Detroit left London Records sometime in 1995. She released her third studio album Feeler in September 1996 under various labels; in the UK it was released under AAA Records, in some European territories under Mega Records, in others Silvertone Records. The album did not chart in the UK, or any other territories except Japan, where under Sony Records it peaked at number 82. Four singles were released, "I Hate You Now...", "Somebody's Mother", "Boy", and "Flower". "I Hate You Now..." and "Boy" peaked at number 107, and 102 respectively. A live album, Without Medication Plus MTV "Buzz Live", was released promotionally in Japan in 1996. In the same year, she guest-starred in two episodes of Absolutely Fabulous as an angel. Over the course of the two episodes, five original songs by Detroit feature in numerous scenes, which were later released in 1999 on Abfab Songs. The same year, Detroit released Demoz, a double-CD collection of demos. Her fourth solo album, Dancing Madly Sideways was released in July 2001 under Detroit's own independent label Banned Records, which would later be retitled Lofi Records. The album was preceded by one single, "Lust for Like", and a three-track sampler EP, Limited Edition. None of these releases charted internationally. In 2002, she featured on Aurora's single "If You Could Read My Mind".

===2002–2008: Marcy Levy Band===
After Dancing Madly Sideways, Detroit formed her self-titled blues band (named after her birth name and original stage name); the Marcy Levy Band, with Michael Fell on harmonica, Job Striles on guitar, Rick Reed on bass, and Max Bangwell on drums. Detroit described the project as "getting back to my roots, the stuff that inspired me in the first place. So I decided to contact all my blues friends and do a record." Their debut EP Button Fly Blues received a limited release under Handmade Records, Detroit and the band's only release with the label. During this era, she toured with Carlos Guitarlos, and began songwriting for artists including Charlotte Church and Alex Parks, among others. The Marcy Levy Band released their debut studio album The Upside of Being Down in July 2006 under Detroit's independent label Lofi Records. In April 2007, she featured on Loverush U.K.'s single "Mystery to Me". In 2008, she also featured on "My Friend Misery" by Vacuum.

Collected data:
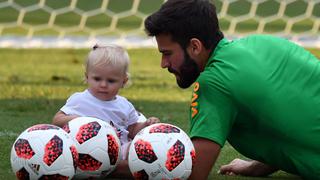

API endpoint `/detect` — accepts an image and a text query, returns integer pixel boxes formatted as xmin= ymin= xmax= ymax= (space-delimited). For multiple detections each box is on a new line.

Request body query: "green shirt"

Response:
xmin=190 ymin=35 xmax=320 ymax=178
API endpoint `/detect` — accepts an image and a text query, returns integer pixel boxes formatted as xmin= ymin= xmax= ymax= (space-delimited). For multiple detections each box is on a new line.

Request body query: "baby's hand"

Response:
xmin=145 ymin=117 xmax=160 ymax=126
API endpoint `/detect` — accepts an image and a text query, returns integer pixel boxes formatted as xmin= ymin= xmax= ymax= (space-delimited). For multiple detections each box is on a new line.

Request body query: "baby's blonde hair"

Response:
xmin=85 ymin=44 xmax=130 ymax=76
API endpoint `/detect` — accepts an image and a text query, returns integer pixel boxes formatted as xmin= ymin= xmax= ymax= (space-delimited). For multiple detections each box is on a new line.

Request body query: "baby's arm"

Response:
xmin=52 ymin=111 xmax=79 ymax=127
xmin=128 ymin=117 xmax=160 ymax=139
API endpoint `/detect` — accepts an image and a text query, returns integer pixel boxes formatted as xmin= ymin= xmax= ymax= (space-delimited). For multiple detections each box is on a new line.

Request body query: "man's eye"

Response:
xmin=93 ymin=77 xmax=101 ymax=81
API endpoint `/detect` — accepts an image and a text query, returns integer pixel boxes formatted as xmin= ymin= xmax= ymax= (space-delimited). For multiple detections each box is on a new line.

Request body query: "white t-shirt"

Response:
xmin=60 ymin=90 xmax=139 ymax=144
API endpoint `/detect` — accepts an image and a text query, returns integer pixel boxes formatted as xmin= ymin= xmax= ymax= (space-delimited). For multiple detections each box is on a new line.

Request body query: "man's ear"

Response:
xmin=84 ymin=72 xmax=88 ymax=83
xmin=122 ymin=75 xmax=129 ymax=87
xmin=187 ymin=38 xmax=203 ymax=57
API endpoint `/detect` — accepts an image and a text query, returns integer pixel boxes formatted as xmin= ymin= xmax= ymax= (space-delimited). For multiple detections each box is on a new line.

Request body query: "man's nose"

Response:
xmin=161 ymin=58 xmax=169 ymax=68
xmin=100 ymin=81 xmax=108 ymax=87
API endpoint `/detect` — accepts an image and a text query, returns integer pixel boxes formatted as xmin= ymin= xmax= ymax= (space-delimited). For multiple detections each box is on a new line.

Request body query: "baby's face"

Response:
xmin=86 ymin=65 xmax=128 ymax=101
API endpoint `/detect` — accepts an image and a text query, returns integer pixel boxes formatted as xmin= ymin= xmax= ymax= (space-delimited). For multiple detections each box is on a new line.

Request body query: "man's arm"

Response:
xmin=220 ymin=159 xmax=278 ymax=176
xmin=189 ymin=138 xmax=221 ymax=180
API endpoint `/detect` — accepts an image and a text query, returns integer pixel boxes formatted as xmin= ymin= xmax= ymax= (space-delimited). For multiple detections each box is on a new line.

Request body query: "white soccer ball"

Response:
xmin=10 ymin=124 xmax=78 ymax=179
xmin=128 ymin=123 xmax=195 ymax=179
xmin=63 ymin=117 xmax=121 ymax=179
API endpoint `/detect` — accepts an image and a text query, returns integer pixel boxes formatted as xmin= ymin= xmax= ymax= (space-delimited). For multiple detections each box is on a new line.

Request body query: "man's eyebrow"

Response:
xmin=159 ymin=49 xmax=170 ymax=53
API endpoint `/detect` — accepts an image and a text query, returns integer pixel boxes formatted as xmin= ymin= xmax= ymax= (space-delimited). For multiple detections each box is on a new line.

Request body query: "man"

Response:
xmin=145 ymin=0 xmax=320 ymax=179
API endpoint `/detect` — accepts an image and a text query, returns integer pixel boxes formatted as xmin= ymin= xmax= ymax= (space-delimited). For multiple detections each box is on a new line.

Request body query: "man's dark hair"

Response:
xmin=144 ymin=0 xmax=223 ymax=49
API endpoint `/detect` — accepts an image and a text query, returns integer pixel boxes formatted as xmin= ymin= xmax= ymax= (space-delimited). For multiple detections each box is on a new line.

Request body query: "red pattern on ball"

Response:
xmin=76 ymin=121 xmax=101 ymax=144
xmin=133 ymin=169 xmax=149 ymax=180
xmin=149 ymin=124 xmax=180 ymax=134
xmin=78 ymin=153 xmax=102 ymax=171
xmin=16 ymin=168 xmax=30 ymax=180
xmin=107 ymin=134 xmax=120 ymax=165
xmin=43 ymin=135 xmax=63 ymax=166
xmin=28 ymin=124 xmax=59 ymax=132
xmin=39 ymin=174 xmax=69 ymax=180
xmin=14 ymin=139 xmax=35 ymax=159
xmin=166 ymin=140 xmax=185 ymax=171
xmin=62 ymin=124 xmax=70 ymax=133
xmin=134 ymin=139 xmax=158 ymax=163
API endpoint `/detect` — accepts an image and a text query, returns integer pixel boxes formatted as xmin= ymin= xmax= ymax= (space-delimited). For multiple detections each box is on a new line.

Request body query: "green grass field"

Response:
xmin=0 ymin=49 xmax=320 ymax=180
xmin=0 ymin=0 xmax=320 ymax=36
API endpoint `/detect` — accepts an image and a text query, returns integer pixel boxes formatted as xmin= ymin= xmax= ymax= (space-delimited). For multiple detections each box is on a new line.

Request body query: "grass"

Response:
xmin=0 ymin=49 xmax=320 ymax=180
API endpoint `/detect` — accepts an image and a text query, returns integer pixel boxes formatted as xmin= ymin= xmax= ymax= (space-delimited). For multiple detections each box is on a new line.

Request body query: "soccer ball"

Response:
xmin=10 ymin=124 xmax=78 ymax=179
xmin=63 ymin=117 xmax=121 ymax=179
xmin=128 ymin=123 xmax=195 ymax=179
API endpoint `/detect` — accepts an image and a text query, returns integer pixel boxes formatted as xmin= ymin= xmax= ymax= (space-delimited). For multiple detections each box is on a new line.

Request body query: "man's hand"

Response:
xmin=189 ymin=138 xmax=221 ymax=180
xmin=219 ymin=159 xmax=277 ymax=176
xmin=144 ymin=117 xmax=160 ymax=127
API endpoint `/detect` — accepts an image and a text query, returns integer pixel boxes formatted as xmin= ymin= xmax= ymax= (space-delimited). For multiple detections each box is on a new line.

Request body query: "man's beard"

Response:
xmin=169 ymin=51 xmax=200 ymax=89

# [WHAT YOU WILL DO]
Answer from the passage about Detroit's music career:
1. Under which record label was the album Feeler released in the UK?
2. Who played harmonica in the Marcy Levy Band?
3. In what month and year did the Marcy Levy Band release The Upside of Being Down?
Draw only on the passage about Detroit's music career as your source.

# [ANSWER TO THE PROBLEM]
1. AAA Records
2. Michael Fell
3. July 2006